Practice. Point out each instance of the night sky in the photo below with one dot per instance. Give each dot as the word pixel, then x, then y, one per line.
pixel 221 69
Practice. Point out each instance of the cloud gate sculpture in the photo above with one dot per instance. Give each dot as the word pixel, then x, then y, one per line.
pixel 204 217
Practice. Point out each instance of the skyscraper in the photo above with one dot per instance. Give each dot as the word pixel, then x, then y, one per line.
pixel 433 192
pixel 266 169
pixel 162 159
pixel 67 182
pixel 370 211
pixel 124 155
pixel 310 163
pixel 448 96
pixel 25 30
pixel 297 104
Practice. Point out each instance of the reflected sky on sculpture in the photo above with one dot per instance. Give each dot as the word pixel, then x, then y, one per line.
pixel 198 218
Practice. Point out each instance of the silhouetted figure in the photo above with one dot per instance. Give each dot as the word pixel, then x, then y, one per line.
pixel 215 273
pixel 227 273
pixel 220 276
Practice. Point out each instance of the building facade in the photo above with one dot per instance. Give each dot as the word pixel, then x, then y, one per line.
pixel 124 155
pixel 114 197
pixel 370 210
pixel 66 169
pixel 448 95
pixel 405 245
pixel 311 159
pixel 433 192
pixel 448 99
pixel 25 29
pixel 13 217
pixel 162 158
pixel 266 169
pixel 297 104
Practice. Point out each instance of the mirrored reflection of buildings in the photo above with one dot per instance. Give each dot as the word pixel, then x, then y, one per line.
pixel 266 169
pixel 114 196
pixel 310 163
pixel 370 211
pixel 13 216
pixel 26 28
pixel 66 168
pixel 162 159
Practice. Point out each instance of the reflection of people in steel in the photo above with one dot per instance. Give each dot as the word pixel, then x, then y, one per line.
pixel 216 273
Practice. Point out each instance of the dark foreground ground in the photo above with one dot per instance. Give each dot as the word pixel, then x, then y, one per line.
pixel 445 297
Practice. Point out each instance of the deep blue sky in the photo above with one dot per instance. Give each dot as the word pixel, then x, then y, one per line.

*Aim of the task*.
Copy word for word the entries above, starting at the very first line and ending at the line that contains "pixel 204 217".

*Response to this task*.
Practice. Point out each instance of the night sky in the photo below with one dot per instance. Give each dot as the word pixel, then x, then y, one per line.
pixel 221 69
Practice. Point out each instance of the cloud gate sculpture in the photo above with one dot per instance. Give each dot as the word pixel, then x, then y, one per line.
pixel 204 217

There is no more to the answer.